(EXERCISE INPUT):
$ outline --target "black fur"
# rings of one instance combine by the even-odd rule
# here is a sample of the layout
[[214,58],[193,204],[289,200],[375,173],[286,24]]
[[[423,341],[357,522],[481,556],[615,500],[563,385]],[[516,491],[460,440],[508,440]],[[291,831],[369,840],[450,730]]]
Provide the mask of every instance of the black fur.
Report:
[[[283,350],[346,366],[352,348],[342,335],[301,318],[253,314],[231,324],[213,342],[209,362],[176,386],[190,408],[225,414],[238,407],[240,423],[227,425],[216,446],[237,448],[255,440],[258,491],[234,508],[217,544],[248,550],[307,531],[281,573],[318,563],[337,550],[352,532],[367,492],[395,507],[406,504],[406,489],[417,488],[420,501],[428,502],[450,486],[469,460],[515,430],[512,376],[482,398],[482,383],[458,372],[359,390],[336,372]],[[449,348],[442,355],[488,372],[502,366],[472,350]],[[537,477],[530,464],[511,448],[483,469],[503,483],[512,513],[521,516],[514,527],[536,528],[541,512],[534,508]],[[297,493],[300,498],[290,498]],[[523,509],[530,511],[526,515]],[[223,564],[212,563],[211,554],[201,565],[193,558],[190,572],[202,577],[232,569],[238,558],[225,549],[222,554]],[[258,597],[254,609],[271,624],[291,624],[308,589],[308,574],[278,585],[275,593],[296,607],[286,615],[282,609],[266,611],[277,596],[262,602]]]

(THE TASK):
Look through the entries above; find each line with the word "instance" and copy it.

(EXERCISE ANSWER):
# rings of one instance combine by the even-odd rule
Provide the mask of every instance of the black fur.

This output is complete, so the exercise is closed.